課題の要件:
(1) ハロースパーム検査の本文から、「クルーガー検査は精子の形を詳」で始まり「まが凝集した状態になります。」で終わる部分を、一字も変えずに抽出してください。
(2) ハロースパーム検査の本文について、次の問いに答えてください。
(a) 光学顕微鏡下で観察する精子の数はいくつですか。
(b) 断片化していない精子のDNAが広がった状態は何と呼ばれますか。
(c) クルーガー検査は精子の何を詳しくみる検査ですか。
(3) ハロースパーム検査の本文の最後の文に続けて、その先を書き継いでください。

本文の抜粋:
☆ ☆ ☆ ☆
ラボ通信#8『クルーガー検査』と同じ、精液の特殊検査です。
タイミング・人工授精でなかなか妊娠できない。
体外受精・顕微授精にステップアップする予定
精液所見が悪い
などの場合にオススメしています。

クルーガー検査は精子の形を詳しくみる検査ですが、ハロースパーム検査は『精子DNA断片化率』を調べることにより、精子の質を詳しくみることができます。

では、『精子DNA断片化率』とはどのようなものでしょう

精子の頭部(あたま)には、鎖状の形をしたDNAと呼ばれる遺伝物質が入っています。このDNAの鎖が切れている(断片化している)状態の精子を『質が悪い精子』と判断し、精子全体の何%存在するかを『精子DNA断片化率』として算出しています。

検査方法は、
スライドガラスに塗抹した精液に特殊な薬品を反応させて、乾燥させた後に染色します。光学顕微鏡下で200精子観察し、断片化している精子と断片化していない精子の数をかぞえます

断片化していない精子(=質の良い精子)は試薬に反応して、下の写真のようにDNAが毬藻(まりも)状に広がります。この広がった状態をHalo(ハロー)といいます。ちなみにスパームは精子(Sperm)のことです



断片化している精子(=質の悪い精子)は試薬に反応せず、下の写真のように精子のあたまが凝集した状態になります。
☆ ☆ ☆ ☆
記録の抜粋:
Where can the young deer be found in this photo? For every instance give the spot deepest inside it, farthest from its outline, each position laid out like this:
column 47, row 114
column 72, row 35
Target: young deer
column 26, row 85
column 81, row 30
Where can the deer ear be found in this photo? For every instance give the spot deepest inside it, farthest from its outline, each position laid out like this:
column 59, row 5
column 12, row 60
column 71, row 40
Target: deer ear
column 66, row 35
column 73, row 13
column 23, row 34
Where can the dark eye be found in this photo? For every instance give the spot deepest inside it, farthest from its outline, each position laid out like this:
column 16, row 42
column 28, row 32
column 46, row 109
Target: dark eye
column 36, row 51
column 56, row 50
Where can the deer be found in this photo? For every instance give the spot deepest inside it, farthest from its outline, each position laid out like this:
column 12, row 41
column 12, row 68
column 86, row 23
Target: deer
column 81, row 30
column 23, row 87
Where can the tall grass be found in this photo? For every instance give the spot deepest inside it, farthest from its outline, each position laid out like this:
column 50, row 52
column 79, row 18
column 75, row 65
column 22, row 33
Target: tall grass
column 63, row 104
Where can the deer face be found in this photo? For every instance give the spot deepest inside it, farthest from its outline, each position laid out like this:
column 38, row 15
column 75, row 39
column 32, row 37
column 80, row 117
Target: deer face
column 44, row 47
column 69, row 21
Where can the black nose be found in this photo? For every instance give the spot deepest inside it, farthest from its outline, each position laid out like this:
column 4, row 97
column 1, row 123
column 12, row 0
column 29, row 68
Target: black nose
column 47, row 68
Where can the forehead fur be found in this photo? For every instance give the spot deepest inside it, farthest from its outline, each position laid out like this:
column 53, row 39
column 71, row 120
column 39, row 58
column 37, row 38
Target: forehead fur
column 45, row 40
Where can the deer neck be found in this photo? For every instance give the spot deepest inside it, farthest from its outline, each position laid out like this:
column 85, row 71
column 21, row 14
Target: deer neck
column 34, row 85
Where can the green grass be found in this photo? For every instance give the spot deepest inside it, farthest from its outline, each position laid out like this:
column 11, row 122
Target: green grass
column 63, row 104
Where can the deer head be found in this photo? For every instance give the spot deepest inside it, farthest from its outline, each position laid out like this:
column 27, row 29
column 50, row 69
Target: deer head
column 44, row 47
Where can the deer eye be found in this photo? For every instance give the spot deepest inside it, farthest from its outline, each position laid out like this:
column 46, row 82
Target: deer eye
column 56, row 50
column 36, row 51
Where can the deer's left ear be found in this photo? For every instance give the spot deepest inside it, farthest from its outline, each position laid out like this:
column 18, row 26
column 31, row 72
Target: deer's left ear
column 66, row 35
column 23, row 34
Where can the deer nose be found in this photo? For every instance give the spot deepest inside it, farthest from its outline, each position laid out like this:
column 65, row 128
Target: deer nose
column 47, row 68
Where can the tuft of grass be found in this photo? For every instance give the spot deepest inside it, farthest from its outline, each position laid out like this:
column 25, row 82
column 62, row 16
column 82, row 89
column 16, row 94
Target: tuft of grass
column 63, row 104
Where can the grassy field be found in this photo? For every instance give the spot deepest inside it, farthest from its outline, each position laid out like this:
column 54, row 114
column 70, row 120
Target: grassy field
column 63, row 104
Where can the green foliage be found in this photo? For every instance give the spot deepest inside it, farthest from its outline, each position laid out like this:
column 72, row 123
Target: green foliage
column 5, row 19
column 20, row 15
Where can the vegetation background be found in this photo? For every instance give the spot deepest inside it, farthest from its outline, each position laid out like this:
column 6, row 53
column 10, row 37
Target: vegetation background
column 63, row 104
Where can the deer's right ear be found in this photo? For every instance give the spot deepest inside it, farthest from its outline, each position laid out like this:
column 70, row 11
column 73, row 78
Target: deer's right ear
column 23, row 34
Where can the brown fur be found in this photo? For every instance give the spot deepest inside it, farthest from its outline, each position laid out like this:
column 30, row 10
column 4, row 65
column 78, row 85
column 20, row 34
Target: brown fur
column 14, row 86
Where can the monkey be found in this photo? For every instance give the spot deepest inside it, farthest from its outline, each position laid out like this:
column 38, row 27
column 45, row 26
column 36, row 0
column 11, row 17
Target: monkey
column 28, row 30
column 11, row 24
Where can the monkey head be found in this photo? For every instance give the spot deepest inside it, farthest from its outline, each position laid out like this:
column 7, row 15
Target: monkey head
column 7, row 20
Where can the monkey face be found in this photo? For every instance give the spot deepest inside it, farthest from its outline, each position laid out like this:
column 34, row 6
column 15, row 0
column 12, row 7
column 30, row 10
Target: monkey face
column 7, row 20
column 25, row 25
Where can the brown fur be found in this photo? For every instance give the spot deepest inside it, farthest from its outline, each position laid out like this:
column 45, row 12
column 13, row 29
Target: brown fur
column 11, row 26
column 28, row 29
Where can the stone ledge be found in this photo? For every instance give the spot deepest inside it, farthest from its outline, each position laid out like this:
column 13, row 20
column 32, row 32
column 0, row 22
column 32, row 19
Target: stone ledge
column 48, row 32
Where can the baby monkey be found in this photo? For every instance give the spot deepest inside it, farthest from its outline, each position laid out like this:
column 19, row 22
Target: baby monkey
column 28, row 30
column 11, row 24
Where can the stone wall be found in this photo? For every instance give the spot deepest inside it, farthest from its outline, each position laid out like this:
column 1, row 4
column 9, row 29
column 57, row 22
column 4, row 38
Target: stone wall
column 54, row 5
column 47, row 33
☆ ☆ ☆ ☆
課題の解答:
(1)
クルーガー検査は精子の形を詳しくみる検査ですが、ハロースパーム検査は『精子DNA断片化率』を調べることにより、精子の質を詳しくみることができます。

では、『精子DNA断片化率』とはどのようなものでしょう

精子の頭部(あたま)には、鎖状の形をしたDNAと呼ばれる遺伝物質が入っています。このDNAの鎖が切れている(断片化している)状態の精子を『質が悪い精子』と判断し、精子全体の何%存在するかを『精子DNA断片化率』として算出しています。

検査方法は、
スライドガラスに塗抹した精液に特殊な薬品を反応させて、乾燥させた後に染色します。光学顕微鏡下で200精子観察し、断片化している精子と断片化していない精子の数をかぞえます

断片化していない精子(=質の良い精子)は試薬に反応して、下の写真のようにDNAが毬藻(まりも)状に広がります。この広がった状態をHalo(ハロー)といいます。ちなみにスパームは精子(Sperm)のことです



断片化している精子(=質の悪い精子)は試薬に反応せず、下の写真のように精子のあたまが凝集した状態になります。

(2)
(a) 200精子
(b) Halo(ハロー)
(c) 精子の形

(3)
ところで、聞いたことはあるけどよく分からない・・・
染色体、DNA、遺伝子って・・・そもそも何

みなさん、ビデオテープを想像してみてください。実はあれによく似ているんです
ビデオテープ本体は『染色体』、ビデオテープの中に納まっているテープは『DNA』、テープに写されている1コマ1コマは『遺伝子』、そして画面に写される映像は『遺伝情報』に見立てることができます

つまり【DNAが断片化している】とは・・・
【テープが切れて、ビデオが見れない】状態なのです。


では、この検査をすることで、どのような事がわかるのでしょう

精子DNA断片化率が高いと、妊娠しにくく、妊娠の継続も難しい(=流産する)傾向があると考えられています。
そのため、検査値が30.0%以上の場合は『男性への治療』をお勧めしています。